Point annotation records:
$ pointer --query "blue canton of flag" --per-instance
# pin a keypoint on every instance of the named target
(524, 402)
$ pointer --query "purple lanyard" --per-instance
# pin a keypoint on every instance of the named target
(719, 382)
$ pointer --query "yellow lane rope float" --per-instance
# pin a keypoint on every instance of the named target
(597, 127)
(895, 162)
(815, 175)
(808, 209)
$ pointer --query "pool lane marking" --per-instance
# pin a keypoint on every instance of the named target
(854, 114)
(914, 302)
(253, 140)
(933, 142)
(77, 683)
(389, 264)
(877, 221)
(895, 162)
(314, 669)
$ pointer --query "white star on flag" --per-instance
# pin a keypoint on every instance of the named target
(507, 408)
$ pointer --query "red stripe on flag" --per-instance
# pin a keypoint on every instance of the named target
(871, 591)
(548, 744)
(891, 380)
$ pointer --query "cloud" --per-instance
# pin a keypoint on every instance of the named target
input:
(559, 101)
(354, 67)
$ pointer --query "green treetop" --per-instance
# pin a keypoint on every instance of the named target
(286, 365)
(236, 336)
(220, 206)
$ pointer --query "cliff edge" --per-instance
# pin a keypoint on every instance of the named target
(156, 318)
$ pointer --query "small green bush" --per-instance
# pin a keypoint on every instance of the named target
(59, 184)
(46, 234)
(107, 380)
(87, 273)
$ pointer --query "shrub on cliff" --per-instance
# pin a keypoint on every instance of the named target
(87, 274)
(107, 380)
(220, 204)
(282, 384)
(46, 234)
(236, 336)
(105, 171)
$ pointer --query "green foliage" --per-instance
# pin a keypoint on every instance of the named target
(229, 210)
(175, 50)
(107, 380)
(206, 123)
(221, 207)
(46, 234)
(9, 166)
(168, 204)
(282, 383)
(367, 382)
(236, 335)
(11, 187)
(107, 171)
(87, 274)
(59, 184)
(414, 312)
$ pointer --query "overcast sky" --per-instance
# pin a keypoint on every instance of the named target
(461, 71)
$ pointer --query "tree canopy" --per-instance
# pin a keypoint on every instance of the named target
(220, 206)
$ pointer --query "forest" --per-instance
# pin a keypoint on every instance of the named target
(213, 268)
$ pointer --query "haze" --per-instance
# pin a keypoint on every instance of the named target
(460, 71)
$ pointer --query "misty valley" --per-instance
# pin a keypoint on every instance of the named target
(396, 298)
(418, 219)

__PROBLEM DETAILS__.
Return every line above that contains the word "green", copying each one in full.

__FULL SOLUTION__.
$ pointer --query "green treetop" --per-instance
$ pointer --query "small green bush" --per-instance
$ pointer --query "green foliage" --per-instance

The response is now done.